* Work task *
Go through the material and pull out every line with the string "long" in it.

* Listed entries *
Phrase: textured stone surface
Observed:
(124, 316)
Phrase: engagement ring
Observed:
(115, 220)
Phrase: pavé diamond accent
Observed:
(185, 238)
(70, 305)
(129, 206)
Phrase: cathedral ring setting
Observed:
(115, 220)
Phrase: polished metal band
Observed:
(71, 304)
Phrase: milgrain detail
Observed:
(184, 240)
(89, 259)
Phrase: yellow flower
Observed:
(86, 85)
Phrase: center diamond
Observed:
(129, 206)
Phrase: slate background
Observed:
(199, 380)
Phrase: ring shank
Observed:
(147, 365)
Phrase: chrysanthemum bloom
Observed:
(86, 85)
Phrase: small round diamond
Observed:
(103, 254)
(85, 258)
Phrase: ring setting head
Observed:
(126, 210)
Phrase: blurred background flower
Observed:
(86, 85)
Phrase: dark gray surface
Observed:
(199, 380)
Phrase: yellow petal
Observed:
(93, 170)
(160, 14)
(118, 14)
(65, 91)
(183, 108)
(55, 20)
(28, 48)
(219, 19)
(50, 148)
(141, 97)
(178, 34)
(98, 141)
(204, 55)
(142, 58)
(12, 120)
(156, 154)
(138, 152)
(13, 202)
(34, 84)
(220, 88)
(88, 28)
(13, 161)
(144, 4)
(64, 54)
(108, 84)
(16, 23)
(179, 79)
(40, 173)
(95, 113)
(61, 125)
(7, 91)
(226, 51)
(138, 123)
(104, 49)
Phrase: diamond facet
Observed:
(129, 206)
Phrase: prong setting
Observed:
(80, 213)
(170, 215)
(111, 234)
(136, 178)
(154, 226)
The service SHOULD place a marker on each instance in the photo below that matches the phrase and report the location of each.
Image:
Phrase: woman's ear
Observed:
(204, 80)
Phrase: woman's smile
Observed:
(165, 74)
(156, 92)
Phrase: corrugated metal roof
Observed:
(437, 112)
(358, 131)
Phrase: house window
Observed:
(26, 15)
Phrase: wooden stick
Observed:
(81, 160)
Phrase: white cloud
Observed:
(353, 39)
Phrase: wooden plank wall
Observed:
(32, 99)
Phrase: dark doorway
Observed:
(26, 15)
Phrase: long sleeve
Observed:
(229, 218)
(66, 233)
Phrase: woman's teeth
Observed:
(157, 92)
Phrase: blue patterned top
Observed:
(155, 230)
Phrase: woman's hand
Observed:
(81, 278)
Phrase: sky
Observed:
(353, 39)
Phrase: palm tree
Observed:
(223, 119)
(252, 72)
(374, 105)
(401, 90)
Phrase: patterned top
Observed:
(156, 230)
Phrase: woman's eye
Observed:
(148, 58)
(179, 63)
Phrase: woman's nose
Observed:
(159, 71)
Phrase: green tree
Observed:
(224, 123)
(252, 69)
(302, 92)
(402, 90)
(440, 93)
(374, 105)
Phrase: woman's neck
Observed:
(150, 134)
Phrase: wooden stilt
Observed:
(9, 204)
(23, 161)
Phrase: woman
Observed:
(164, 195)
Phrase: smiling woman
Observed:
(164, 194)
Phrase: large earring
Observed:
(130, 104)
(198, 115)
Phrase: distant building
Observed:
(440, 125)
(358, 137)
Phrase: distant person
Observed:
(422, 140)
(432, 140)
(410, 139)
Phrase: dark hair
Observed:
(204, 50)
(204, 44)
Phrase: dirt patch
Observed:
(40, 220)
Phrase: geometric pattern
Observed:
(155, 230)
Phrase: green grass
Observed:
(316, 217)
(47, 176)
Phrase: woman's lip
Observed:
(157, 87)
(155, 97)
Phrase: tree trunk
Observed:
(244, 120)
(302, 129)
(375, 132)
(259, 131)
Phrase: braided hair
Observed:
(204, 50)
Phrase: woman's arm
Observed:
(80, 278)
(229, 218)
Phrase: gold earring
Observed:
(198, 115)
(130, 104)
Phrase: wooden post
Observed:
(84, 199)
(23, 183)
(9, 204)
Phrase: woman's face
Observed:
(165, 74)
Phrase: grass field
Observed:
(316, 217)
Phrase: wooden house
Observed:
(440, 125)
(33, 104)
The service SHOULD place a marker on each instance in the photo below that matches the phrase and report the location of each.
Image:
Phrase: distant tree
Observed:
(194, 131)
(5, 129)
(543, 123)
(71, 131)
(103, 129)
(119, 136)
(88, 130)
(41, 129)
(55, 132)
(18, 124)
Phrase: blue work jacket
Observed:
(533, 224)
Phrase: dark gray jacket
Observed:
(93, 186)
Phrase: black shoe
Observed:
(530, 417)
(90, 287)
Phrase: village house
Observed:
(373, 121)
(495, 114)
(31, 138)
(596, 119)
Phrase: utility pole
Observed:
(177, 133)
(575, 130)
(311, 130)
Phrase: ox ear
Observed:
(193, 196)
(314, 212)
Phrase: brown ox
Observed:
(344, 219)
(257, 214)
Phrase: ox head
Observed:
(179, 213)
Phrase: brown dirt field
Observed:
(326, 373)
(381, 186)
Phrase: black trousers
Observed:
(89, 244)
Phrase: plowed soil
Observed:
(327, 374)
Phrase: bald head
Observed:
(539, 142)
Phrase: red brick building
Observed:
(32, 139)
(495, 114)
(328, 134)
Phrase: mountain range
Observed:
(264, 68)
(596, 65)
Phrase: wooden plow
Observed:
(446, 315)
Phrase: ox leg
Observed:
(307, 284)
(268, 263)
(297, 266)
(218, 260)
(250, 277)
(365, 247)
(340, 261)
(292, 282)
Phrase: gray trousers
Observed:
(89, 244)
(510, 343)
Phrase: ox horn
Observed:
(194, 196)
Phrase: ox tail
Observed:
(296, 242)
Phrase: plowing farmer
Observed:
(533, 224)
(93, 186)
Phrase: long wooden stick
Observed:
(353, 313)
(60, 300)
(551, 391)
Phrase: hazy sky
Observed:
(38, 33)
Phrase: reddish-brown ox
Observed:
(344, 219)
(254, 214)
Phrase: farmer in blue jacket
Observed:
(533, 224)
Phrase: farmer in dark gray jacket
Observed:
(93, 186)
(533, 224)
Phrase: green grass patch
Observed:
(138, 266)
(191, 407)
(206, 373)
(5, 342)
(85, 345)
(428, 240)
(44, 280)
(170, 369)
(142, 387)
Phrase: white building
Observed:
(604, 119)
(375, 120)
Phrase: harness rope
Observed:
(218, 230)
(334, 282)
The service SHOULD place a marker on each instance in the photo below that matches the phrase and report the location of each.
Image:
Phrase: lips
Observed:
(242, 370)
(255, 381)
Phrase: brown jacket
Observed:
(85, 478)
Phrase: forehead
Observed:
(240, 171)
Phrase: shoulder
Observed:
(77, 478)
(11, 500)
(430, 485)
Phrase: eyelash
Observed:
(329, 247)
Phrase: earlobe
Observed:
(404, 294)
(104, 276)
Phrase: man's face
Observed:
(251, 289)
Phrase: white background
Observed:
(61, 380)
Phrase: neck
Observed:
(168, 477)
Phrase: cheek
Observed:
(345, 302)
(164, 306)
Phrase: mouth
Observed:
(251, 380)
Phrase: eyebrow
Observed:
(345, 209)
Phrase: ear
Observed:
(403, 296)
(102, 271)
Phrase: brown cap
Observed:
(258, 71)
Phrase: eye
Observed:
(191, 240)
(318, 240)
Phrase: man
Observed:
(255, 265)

* Answer for this exercise *
Phrase: long sleeve
Phrase: long wooden stick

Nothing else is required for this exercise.